Çözülecek Sorular:
1. Kan gütme saikiyle öldürme konulu metinde "Kan davası denilen" ile başlayıp "dayanışma kültürü egemendir." ifadesine kadar giden bölümü aynen tekrar yazın.
2. Kan gütme saikiyle öldürme konulu metne göre yargılamada saikin neden doğru olarak belirlenmesi gerekir? Bir ile üç cümle arasında açıklayın.
3. Kan gütme saikiyle öldürme konulu metni kaldığı yerden sürdürün.

Verilen Metin:
5237 sayılı Türk Ceza Kanunu’nun 82/1-(j) bendine göre; yerleşmiş Yargıtay kararlarında da kabul edildiği üzere, kan gütme saikiyle öldürme hâlinde ağırlaştırılmış müebbet hapis cezasına hükmedilmesi, fiilin sadece kan gütme saikine bağlı olarak işlenmiş olması hâlinde söz konusudur.

Kan gütme saikiyle öldürme suçlarında, haksız tahrikin koşullarının bulunduğu hâllerde, bu bent hükmü uygulanamayacaktır.

Kan gütme, bir aile, kabile veya aşiretin üyelerine karşı, başka bir aile, kabile veya aşiret üyelerinin çeşitli nedenlerle duydukları kin dolayısıyla birbirlerini öldürme hallerinde ortaya çıkan bir kavramdır.[1]

Kan davası denilen olguda, genellikle haksızlığa uğrayan taraftan bir kişinin intikamını alma, onurunu kurtarma ya da misillemede bulunma girişimi bulunmaktadır.[2]

Birbirine hasım grupların, aynı siyasal ya da kültürel birimin üyeleri olmak gibi ortak özellikleri bulunmaktadır. Her topluluk içinde, tek tek üyeleri dışarıdan gelebilecek saldırılara karşı koruyan güçlü bir grupsal dayanışma kültürü egemendir.

Benzer yapıda bir başka topluluğun üyelerinin yol açtığı zarardan bu yabancı topluluğun bütün üyeleri grup kimliği altında sorumlu tutuldukları görülmektedir. Her iki tarafın ilk cinayete karşılık bir intikam cinayetini “hakkın yerine gelmesi” olarak görmesi durumunda kan davası kavramından söz edilemez.[3]

Öğretide, Kan davası aile bireyleri arasındaki ilişkilerin sıkı olduğu toplumlarda öç alma duygusundan kaynaklanan, misilleme biçiminde karşılıklı cinayetlerle süren aile ve gruplar arası ölümlü çatışma durumu olarak tanımlanmaktadır.[4]

Kan gütme saikiyle kasten öldürme suçunda , ‘saik’ kötü bir duygunun eyleme yansıtılmış hali olarak ortaya çıkmaktadır. Fakat bu saikin olayda var olup olmadığını tespit için, saikin doğru olarak belirlenmesi gerekir.

Başka bir söylemle, başka bir saikin olayda mevcut olup olmadığı kesin olarak belirlenmeli ve yargılamada bu husus derinlemesine araştırılmalıdır. Yargılama aşamasında, öncelikle kan gütme saikinin varlığı tüm delilleri ile ortaya konulmalıdır.

Kan gütme saiki demek, failin sadece kan gütme, öldürülenin intikamını alma, bir görevin yerine getirilmesi bilinci ile eylemi gerçekleştirmesi halidir.

Sağlanan Materyal:
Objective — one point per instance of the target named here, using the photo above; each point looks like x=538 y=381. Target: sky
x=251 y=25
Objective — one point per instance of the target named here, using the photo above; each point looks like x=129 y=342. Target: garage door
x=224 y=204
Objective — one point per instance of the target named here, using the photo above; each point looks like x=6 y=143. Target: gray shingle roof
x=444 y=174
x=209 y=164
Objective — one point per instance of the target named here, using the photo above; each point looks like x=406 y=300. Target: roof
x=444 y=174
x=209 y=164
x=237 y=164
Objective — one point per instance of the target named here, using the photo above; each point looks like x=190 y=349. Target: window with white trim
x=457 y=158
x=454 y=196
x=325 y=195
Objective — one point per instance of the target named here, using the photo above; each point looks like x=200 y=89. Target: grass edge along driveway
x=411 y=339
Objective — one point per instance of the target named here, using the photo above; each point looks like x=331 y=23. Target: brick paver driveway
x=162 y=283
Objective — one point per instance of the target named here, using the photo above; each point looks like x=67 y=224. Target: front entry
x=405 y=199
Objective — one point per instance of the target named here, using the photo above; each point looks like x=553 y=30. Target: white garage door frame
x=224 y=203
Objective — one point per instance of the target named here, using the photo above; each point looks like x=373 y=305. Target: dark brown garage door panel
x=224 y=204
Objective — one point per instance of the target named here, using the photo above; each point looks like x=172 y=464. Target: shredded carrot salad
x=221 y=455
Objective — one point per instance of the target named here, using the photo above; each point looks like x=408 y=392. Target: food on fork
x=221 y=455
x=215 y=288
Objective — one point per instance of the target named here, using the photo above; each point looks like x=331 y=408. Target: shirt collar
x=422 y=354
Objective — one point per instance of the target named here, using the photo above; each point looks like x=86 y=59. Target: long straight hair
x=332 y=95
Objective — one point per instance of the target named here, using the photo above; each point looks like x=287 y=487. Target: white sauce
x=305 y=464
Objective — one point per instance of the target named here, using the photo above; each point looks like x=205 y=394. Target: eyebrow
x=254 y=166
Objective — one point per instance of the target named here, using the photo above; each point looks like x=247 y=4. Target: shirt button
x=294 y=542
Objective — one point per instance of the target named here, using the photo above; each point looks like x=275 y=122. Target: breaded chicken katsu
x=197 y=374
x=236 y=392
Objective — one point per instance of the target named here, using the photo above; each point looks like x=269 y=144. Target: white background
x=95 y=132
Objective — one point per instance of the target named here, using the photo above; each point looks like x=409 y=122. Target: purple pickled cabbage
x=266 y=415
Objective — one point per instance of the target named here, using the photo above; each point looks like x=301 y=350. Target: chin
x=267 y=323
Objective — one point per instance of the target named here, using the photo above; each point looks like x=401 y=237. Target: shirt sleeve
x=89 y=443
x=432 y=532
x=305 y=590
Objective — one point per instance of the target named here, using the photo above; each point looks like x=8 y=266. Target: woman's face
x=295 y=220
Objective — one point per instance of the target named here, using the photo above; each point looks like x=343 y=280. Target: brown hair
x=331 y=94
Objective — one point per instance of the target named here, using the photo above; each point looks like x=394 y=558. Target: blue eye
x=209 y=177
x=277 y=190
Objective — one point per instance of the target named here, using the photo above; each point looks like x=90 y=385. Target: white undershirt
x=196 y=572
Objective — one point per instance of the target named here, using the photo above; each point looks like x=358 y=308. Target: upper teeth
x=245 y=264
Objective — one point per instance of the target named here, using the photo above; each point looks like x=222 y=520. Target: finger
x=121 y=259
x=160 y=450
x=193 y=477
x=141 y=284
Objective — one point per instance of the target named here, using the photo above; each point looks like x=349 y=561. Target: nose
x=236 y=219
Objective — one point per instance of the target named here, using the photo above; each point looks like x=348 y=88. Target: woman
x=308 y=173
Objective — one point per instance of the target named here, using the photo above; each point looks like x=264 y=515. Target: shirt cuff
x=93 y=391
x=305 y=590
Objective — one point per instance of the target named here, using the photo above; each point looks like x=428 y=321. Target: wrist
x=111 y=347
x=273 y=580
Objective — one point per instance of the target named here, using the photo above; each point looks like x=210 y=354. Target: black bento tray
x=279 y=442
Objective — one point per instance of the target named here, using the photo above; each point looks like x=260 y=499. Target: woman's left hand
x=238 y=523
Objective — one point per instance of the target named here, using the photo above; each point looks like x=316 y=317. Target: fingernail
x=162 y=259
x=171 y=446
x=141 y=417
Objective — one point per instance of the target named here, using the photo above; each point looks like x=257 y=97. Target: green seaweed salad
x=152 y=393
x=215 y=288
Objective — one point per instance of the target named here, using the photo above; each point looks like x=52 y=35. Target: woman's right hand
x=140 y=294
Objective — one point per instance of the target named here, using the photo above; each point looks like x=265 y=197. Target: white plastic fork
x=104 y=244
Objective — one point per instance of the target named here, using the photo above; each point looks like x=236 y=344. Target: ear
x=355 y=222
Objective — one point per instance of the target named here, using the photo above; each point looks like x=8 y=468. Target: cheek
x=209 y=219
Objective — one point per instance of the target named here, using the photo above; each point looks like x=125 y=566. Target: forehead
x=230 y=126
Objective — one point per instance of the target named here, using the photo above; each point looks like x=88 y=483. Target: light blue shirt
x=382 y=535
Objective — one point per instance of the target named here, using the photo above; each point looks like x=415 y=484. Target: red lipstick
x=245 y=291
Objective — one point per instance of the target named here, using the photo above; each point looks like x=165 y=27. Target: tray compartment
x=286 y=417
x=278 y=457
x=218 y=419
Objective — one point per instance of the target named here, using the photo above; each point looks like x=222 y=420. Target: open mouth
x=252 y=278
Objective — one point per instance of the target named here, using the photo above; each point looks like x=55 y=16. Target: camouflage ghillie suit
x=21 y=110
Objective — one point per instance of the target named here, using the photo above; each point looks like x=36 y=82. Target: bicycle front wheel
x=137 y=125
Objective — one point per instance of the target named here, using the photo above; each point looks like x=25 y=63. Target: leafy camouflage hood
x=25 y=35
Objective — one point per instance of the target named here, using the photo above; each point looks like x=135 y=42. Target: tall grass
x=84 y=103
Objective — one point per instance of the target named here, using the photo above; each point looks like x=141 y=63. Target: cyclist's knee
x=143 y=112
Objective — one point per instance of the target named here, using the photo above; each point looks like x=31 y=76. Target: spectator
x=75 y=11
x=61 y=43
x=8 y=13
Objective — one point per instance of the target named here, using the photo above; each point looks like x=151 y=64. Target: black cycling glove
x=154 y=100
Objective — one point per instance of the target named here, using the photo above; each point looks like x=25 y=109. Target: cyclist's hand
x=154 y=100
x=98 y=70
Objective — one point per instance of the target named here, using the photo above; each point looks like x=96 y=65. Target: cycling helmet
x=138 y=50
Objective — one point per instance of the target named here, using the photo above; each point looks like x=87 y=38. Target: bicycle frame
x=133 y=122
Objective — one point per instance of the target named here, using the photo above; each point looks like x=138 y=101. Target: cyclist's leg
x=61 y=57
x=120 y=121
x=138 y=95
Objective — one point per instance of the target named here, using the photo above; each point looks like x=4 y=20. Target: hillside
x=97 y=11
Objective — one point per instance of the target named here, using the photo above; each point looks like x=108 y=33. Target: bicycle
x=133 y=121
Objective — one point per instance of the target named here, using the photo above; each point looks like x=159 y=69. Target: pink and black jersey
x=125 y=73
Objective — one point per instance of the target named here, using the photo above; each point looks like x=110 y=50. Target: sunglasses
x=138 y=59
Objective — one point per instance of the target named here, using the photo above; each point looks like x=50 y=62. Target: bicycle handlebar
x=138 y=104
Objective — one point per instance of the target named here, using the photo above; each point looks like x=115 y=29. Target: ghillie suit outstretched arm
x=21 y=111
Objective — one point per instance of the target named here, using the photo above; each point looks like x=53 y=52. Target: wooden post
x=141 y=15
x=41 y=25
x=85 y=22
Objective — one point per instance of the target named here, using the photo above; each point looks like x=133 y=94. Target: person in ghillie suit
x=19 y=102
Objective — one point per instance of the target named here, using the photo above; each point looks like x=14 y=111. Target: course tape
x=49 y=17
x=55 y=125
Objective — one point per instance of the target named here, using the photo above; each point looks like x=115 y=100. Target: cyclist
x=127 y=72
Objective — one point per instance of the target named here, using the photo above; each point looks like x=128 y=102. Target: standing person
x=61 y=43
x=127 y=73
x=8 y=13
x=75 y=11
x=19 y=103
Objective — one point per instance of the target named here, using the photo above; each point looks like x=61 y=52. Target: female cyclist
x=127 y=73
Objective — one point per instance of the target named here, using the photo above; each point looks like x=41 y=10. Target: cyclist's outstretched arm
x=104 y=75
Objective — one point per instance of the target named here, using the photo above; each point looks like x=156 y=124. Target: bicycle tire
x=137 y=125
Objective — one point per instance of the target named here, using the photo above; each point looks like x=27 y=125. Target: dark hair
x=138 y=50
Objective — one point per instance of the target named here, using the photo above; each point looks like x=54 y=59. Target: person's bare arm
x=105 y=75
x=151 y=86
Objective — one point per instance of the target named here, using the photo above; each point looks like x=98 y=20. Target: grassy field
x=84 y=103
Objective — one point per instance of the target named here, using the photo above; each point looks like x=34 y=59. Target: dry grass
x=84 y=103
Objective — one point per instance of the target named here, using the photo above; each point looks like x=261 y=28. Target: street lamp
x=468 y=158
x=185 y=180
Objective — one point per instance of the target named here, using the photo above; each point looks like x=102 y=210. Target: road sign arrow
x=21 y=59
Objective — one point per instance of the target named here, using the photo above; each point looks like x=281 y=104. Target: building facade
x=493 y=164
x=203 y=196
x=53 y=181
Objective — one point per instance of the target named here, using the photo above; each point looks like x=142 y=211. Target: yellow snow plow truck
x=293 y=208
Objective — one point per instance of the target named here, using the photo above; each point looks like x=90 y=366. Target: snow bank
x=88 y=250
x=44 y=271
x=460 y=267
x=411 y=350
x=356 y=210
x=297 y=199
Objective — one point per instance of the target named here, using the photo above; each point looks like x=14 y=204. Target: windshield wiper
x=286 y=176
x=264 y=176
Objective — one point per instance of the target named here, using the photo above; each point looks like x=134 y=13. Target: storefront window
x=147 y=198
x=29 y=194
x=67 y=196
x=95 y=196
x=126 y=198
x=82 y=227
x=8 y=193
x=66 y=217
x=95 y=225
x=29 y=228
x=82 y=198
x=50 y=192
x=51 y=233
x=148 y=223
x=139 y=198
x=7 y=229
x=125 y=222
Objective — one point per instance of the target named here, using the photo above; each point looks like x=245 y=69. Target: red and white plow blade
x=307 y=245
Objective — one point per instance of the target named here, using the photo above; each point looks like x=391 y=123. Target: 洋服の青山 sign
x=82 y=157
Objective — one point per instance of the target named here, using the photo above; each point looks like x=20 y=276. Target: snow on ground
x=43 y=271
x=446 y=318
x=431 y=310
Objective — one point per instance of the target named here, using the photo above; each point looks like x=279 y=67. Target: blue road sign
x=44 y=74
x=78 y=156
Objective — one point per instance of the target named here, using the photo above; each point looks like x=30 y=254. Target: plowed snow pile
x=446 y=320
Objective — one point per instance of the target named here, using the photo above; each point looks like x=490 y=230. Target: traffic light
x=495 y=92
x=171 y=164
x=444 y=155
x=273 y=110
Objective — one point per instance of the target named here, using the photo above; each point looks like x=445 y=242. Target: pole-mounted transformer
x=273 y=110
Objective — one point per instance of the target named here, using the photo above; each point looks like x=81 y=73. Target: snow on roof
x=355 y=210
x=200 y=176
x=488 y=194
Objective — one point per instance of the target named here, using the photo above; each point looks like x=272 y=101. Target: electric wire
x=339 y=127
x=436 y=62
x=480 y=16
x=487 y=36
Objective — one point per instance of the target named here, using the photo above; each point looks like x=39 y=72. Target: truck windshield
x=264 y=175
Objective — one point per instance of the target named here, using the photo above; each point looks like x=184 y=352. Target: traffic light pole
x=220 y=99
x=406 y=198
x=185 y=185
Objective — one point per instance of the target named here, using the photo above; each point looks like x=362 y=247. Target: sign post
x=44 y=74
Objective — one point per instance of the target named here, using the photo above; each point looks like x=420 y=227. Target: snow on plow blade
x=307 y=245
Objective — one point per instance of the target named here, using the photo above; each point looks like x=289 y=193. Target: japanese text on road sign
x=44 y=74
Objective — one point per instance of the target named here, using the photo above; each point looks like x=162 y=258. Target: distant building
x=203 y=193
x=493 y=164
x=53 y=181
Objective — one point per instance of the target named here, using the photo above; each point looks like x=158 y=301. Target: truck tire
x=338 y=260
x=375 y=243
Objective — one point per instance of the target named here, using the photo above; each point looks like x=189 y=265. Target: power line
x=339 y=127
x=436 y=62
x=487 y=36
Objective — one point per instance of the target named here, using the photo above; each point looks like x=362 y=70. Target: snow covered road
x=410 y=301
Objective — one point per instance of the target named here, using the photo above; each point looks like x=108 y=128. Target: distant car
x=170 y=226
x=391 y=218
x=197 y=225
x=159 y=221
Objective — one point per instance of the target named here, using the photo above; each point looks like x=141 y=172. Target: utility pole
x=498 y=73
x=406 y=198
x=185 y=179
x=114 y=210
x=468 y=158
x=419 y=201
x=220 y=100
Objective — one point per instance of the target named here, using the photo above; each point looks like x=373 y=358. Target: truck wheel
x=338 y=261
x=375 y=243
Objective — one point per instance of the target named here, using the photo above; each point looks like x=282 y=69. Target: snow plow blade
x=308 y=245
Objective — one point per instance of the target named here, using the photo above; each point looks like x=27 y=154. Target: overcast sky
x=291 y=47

Yanıt Olarak:
1.
Kan davası denilen olguda, genellikle haksızlığa uğrayan taraftan bir kişinin intikamını alma, onurunu kurtarma ya da misillemede bulunma girişimi bulunmaktadır.[2]

Birbirine hasım grupların, aynı siyasal ya da kültürel birimin üyeleri olmak gibi ortak özellikleri bulunmaktadır. Her topluluk içinde, tek tek üyeleri dışarıdan gelebilecek saldırılara karşı koruyan güçlü bir grupsal dayanışma kültürü egemendir.

2. Saikin doğru belirlenmesi, kan gütme saikinin olayda var olup olmadığını tespit edebilmek için gereklidir. Bu yüzden başka bir saikin olayda bulunup bulunmadığı kesin olarak belirlenmeli ve yargılamada derinlemesine araştırılmalıdır.

3.
Failde kan gütme saikinin kabul edilebilmesi için, daha önce iki taraf arasında bir adam öldürme olayının var olması ve ayrıca ilk olayla ikinci olay arasında belirli bir sürenin geçmiş olması gerekir.[5]

Kan gütme saikinde, aileler veya gruplar arasında meydana gelmiş olan ilk suçun adam öldürme suçu olması şartı aranır.[6]

Bu suç adam öldürme kastı ile gerçekleştirilmiş ancak teşebbüs derecesinde kalmış olması halinde, yani ilk olaydaki eylem yaralama ise, ikinci suçun kan gütme saiki ile işlenmiş olduğu söylenemez.

Öldürülenin ilk öldürme suçunun faili olması gerekmez hatta bu suçtan beraat etmiş bir kişi dahi olsa, failde suçu onun işlediğine dair kanatın hâsıl olması halinde kan gütme saiki var kabul edilir.

İlk öldürülen ile ikinci suçun faili arasında kan hısımlığı şart değildir; suçun kan gütme saiki ile gerçekleştirilmesi yeterli sayılır.[7]

Kan gütme saiki kavramı, öç alma duygusundan farklı bir kavramdır. Kan gütme saiki ile işlenen suçta karar suçun gerçekleştirilmesinden önce verilmekte, suç anı ile suç işleme kararı arasında belli bir sürenin geçmesi gerekmektedir.

Öç alma duygusu ile işlenen suçun varlığında ise, ilk suçun işlenmesiyle ortaya çıkan tahrik ve intikam duygusu ile fail eyleme geçmektedir. Bunun dışında, kan gütme saikiyle tasarlama kavramı da birbirinden farklıdır.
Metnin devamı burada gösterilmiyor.